══ TEXT SHOWN ══

City Park West is a mixed-use neighbourhood in Chelmsford of more than 600 homes featuring cafés, restaurants, workplaces, community facilities and public art. Located by the railway station, it includes five new residential buildings, including a 14-storey tower, four new public squares, and three refurbished buildings, one of which is listed. The brief from Notting Hill Genesis called for a high-density development with a range of house types from one-bedroom extra-care flats to three-bedroom mews homes with rooftop terraces and their own front doors.
Of the 645 dwellings, 60 per cent are for market rent, 20 per cent are shared ownership, 10 per cent is social housing with the rest providing affordable extra-care. This approach has encouraged families, first-time buyers and older citizens, including those with extra-care needs, to make a home for themselves in the centre of Chelmsford. Each home has access to a garden, terrace, or balcony and has been designed with generous storage space and with flexibility and future adaption in mind.
Communal areas are intended to encourage low carbon lifestyles with easy access to cycle storage and recycling facilities. Despite a variety of building heights and surface textures, specific elements - windows, doors, balconies, and canopies - maintain a similar look and feel throughout City Park West. This brings a meaningful balance to the scheme’s appearance. It avoids the monotonous vibe that modern high-density housing often transmits, but neither does it come across as an ‘architectural zoo’.

═══

[EXERCISES TO COMPLETE]:
a - In the passage on City Park West, how many dwellings does the development contain?
b - For each statement, say yes or no on whether it agrees with the passage on City Park West, and quote the deciding words: (i) The development includes a 14-storey tower. (ii) Half of the dwellings are for market rent. (iii) Every home has access to a garden, terrace, or balcony.
c - Carry on the passage on City Park West from the point where it ends.

══ RECORD EXCERPTS ══

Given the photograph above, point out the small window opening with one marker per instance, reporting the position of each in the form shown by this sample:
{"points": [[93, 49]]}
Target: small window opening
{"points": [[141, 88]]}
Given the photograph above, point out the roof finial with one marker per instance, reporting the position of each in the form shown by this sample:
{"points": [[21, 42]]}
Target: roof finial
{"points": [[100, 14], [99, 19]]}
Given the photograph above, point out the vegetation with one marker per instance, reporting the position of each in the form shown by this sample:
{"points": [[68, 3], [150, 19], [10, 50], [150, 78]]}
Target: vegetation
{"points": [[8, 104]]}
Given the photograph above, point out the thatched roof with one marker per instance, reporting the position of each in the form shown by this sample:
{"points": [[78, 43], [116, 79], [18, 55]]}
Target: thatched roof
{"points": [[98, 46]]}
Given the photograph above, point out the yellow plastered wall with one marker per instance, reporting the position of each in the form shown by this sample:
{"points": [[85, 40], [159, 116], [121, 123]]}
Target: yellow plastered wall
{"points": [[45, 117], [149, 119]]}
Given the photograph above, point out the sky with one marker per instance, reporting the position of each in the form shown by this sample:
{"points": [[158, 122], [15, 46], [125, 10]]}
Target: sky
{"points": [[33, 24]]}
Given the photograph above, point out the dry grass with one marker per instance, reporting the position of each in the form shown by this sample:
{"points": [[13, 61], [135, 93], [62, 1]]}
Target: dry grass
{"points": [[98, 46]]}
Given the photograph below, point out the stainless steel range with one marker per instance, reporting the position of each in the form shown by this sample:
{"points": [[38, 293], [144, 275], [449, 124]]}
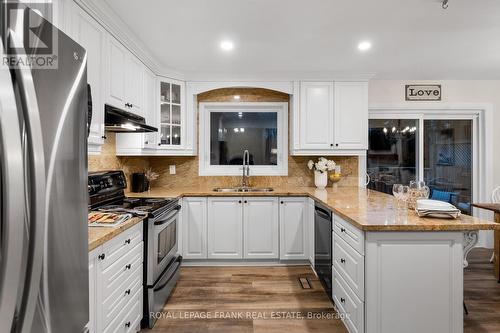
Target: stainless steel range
{"points": [[161, 261]]}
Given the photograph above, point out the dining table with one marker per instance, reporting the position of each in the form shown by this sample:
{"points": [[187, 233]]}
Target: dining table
{"points": [[495, 208]]}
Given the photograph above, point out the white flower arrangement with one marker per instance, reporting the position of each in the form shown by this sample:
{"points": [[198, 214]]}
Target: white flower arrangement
{"points": [[323, 165]]}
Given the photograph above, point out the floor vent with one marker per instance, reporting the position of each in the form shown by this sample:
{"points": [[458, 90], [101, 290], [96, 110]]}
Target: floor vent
{"points": [[304, 283]]}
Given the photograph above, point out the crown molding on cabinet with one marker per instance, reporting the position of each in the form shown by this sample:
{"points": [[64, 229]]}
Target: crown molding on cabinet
{"points": [[101, 12]]}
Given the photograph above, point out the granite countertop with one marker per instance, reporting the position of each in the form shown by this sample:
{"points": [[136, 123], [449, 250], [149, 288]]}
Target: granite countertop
{"points": [[100, 235], [366, 209]]}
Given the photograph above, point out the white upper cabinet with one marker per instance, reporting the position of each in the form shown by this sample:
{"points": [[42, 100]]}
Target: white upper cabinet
{"points": [[316, 115], [330, 118], [351, 115], [90, 34], [126, 78], [260, 228], [225, 228]]}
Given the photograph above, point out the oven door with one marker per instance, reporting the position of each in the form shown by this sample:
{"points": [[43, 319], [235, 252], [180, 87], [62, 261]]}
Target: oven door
{"points": [[162, 243]]}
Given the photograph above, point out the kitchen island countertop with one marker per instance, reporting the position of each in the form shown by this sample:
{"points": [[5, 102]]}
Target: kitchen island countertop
{"points": [[366, 209]]}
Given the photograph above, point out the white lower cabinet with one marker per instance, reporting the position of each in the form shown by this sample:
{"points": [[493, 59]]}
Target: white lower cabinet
{"points": [[225, 228], [260, 228], [194, 228], [115, 280], [293, 228], [246, 228]]}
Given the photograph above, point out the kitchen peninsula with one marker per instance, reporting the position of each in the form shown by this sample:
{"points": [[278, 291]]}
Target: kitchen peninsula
{"points": [[382, 258]]}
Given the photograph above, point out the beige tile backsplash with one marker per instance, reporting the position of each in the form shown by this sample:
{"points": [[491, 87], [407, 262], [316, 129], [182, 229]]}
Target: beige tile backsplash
{"points": [[187, 167]]}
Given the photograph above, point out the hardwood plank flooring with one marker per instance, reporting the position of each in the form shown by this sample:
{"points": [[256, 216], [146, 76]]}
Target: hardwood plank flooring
{"points": [[248, 300], [261, 294]]}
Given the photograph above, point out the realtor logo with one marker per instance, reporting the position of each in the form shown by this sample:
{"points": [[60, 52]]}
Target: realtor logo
{"points": [[31, 39]]}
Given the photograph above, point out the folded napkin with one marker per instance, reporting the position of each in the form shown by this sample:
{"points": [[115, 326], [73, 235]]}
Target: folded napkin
{"points": [[435, 208]]}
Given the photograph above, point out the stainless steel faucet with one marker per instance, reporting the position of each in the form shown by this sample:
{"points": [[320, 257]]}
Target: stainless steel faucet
{"points": [[246, 169]]}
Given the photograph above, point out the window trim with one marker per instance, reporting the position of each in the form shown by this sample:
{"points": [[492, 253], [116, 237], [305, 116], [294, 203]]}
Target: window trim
{"points": [[205, 108]]}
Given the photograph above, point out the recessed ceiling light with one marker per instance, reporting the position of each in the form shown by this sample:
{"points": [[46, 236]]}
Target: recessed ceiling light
{"points": [[364, 46], [226, 45]]}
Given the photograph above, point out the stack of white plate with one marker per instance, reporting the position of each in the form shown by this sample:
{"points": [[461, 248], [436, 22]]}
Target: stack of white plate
{"points": [[435, 208]]}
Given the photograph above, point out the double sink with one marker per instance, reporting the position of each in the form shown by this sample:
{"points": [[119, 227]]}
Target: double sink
{"points": [[242, 189]]}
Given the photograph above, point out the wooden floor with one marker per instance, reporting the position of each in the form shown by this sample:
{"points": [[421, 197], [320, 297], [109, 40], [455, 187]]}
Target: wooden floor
{"points": [[205, 297], [481, 294], [262, 296]]}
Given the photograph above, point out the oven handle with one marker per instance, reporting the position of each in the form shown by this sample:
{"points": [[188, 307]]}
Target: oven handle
{"points": [[166, 220], [178, 263]]}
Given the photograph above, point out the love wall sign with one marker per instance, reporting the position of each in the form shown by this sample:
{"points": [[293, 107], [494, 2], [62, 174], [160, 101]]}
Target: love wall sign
{"points": [[423, 92]]}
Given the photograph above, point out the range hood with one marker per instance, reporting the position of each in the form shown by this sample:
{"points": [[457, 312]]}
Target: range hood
{"points": [[117, 120]]}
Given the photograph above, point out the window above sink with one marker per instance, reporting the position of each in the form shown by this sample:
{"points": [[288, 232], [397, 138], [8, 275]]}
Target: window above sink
{"points": [[228, 129]]}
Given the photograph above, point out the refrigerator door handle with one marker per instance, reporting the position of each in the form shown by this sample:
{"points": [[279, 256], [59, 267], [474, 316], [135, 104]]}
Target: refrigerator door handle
{"points": [[11, 163], [38, 212]]}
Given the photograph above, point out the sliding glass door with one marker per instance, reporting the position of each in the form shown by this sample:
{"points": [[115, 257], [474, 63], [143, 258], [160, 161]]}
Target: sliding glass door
{"points": [[436, 148]]}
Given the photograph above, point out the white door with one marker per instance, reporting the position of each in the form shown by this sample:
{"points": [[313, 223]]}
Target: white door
{"points": [[260, 228], [134, 83], [194, 228], [351, 115], [91, 36], [116, 62], [293, 228], [316, 115], [225, 224]]}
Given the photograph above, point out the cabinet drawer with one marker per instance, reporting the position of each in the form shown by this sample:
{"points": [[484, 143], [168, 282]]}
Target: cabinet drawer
{"points": [[349, 233], [122, 244], [350, 265], [126, 321], [112, 306], [348, 304], [116, 274]]}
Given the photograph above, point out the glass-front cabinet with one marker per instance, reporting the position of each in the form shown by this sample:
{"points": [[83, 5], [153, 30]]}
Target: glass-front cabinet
{"points": [[171, 114]]}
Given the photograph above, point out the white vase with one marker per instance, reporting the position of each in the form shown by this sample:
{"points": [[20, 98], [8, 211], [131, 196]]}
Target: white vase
{"points": [[320, 179]]}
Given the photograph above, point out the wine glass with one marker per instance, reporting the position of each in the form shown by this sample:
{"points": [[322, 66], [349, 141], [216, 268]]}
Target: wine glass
{"points": [[396, 191], [405, 194]]}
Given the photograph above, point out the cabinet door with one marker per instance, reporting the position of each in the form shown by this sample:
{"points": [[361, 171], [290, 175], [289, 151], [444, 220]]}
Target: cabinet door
{"points": [[260, 228], [225, 234], [91, 36], [134, 83], [316, 115], [93, 262], [194, 224], [293, 228], [116, 73], [351, 115]]}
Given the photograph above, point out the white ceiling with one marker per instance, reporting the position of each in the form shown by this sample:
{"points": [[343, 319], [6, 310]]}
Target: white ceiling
{"points": [[412, 39]]}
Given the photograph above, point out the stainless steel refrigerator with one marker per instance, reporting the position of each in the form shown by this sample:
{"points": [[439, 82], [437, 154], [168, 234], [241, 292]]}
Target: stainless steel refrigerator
{"points": [[43, 178]]}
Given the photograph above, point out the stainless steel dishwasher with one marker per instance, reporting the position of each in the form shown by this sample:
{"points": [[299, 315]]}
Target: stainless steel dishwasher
{"points": [[323, 246]]}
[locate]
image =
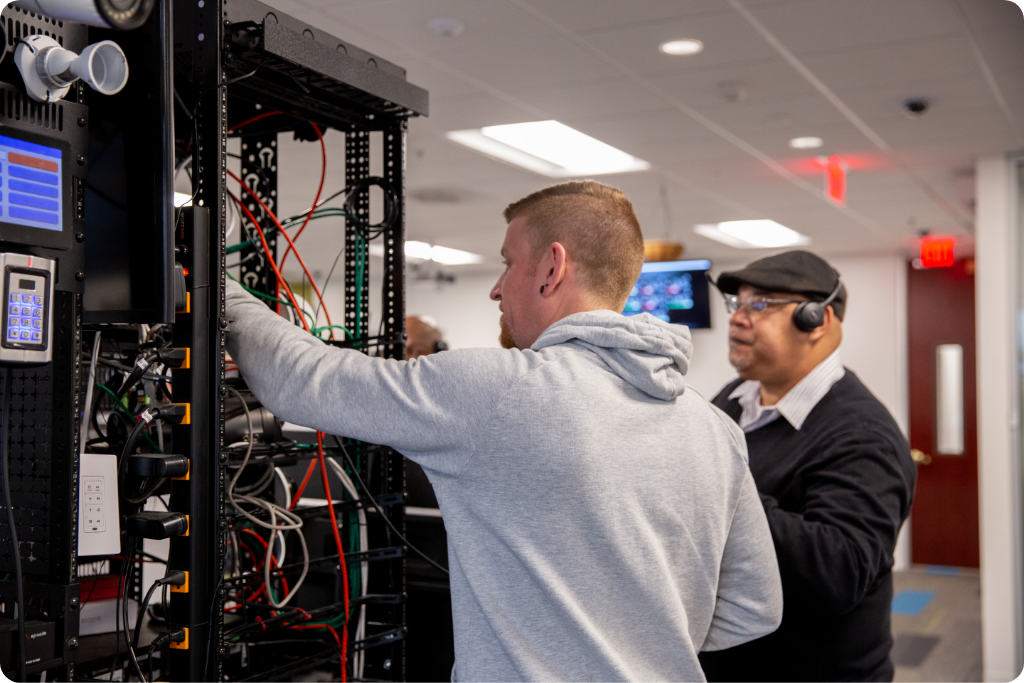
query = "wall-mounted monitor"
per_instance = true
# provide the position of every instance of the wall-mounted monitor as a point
(35, 189)
(673, 291)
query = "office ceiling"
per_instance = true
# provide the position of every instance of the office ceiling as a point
(714, 126)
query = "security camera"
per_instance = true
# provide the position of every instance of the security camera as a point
(120, 14)
(48, 70)
(915, 107)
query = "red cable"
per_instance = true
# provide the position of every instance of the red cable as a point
(341, 553)
(318, 190)
(291, 244)
(256, 118)
(266, 250)
(302, 486)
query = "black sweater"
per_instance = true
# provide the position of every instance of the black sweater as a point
(836, 494)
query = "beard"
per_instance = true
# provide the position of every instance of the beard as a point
(505, 338)
(740, 360)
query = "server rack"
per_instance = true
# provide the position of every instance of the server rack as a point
(226, 68)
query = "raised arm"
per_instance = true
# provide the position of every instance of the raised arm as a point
(749, 603)
(424, 409)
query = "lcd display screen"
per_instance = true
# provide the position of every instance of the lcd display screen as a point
(31, 184)
(673, 291)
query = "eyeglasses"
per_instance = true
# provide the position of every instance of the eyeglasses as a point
(756, 304)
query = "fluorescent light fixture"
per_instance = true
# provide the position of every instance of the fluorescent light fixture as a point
(550, 148)
(425, 252)
(806, 142)
(752, 233)
(681, 47)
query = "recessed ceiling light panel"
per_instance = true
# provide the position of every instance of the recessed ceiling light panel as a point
(809, 142)
(682, 47)
(424, 252)
(445, 27)
(753, 235)
(549, 147)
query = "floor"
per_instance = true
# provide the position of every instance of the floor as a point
(937, 626)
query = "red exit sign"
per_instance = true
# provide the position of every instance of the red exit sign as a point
(937, 252)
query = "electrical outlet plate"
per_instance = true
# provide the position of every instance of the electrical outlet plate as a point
(98, 532)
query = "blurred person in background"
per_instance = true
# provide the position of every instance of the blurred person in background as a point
(833, 469)
(423, 337)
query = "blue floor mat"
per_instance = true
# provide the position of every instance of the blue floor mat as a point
(911, 603)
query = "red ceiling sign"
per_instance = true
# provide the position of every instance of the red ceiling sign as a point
(836, 180)
(937, 252)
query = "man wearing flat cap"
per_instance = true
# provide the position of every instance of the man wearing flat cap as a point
(833, 470)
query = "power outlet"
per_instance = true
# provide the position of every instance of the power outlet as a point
(97, 505)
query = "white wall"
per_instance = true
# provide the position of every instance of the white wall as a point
(998, 470)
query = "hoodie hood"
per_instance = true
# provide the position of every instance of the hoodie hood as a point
(650, 354)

═══

[TASK-BY-TASK ANSWERS]:
a - 645

b -
(i) Yes: "including a 14-storey tower"
(ii) No: "60 per cent are for market rent"
(iii) Yes: "Each home has access to a garden, terrace, or balcony"

c -
As well as providing hundreds of new homes, City Park West blend various city districts together. It works like a jigsaw piece, reconnecting the local built environment which had been disjointed by dual-carriage highways which for years defined how residents and visitors alike moved through the centre of Chelmsford. The development brings coherence to the wider townscape, from the new Station Square, opposite the railway station entrance, through to the large open green space of Central Park to the south. It links to the civic quarter of County Hall and the Chelmsford library to the east as well and the burgeoning arts and cultural district of the West End.
Pedestrian routes and public spaces, enhanced by fountains and artworks - an interactive video display and text carved into paving, benches, and steps - define six distinct neighbourhood areas. Open to everyone, these spaces also act as an amenity for residents and define City Park West as much as the buildings do. Three refurbished buildings further enrich the sense of place. The Grade II listed Anne Knight Building, a former Quaker meeting house is now a restaurant with two other local gems now offering office space and penthouse apartments. This mix of new and old, public realm and public art in this car-free neighbourhood reinforce the feeling that City Park West is designed with people in mind, of a place to live and visit too.